(A run of records)
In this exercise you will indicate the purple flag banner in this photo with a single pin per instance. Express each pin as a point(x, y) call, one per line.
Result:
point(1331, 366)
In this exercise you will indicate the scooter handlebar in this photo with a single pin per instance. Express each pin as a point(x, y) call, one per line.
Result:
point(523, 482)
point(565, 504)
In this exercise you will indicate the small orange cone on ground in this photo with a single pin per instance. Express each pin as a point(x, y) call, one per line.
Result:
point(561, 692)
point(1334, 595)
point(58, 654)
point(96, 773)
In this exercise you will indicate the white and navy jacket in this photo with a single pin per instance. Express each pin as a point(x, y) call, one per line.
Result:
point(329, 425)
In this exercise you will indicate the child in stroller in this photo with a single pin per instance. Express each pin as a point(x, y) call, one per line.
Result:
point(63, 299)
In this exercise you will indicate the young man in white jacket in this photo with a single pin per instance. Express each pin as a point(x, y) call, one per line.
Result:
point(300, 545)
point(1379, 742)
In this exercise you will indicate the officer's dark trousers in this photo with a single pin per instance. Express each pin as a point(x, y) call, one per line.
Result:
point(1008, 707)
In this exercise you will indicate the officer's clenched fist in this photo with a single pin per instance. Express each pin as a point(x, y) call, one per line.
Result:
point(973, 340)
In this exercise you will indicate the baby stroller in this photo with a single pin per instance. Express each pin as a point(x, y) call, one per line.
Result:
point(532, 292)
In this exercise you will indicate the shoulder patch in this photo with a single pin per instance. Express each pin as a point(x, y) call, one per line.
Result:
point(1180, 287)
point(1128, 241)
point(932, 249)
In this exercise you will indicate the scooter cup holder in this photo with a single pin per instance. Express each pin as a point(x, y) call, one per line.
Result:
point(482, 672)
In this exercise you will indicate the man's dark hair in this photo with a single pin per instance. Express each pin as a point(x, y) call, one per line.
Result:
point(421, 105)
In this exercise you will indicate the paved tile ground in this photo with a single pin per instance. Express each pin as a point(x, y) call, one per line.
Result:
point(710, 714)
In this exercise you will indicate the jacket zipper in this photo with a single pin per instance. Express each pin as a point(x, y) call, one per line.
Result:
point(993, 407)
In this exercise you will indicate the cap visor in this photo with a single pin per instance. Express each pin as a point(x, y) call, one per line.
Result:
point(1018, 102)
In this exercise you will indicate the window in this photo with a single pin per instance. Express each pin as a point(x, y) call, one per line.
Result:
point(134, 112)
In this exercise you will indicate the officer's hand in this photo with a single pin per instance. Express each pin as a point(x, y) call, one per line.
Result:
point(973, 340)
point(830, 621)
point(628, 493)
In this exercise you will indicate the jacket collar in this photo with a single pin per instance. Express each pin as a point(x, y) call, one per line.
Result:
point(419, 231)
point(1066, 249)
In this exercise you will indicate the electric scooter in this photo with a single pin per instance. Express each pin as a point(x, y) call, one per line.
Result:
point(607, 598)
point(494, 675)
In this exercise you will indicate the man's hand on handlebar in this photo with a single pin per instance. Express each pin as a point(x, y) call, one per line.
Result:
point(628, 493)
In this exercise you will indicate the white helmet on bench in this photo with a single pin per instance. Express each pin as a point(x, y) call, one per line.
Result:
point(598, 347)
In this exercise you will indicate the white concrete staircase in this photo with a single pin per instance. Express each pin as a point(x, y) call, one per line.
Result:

--

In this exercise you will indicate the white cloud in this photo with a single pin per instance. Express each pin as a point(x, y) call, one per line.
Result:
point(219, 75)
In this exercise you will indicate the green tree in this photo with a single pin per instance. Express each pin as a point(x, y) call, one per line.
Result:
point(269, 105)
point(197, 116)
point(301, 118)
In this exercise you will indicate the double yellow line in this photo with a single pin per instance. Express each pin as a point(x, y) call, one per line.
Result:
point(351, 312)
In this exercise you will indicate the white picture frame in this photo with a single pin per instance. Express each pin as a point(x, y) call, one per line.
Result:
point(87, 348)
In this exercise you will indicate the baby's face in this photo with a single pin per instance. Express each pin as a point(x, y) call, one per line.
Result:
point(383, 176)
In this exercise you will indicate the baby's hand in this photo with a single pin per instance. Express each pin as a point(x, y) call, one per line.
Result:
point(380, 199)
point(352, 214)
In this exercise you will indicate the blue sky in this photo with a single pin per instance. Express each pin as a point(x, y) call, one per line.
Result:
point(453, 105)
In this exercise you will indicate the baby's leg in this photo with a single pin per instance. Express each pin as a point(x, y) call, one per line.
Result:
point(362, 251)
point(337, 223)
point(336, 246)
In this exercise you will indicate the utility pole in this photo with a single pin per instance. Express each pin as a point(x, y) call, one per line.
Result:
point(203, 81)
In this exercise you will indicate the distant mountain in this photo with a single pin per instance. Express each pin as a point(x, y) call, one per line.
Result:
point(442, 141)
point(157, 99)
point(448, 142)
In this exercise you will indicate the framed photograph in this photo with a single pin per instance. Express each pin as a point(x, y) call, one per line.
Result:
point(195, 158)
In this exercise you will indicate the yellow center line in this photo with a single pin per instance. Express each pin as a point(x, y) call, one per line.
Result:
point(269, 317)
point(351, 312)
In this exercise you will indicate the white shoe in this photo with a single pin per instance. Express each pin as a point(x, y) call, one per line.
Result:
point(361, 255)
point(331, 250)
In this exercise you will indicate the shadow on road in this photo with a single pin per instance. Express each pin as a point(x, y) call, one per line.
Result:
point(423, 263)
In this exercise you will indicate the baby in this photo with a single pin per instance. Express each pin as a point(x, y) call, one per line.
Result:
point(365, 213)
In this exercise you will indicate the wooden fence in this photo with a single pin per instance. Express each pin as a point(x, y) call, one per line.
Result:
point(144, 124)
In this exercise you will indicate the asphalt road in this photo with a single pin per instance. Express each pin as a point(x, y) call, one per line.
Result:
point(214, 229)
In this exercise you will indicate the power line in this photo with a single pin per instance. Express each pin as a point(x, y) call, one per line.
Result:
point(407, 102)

> _Stated problem_
Can you return, word for word, the lines from the one containing "In this exercise you will indicate the blue" through the one containing "point(453, 105)", including both of those lines?

> _Final answer_
In this exercise you will indicate the blue sky in this photo with a single pin per instance. Express each pin as a point(x, y) call, one per line.
Result:
point(453, 105)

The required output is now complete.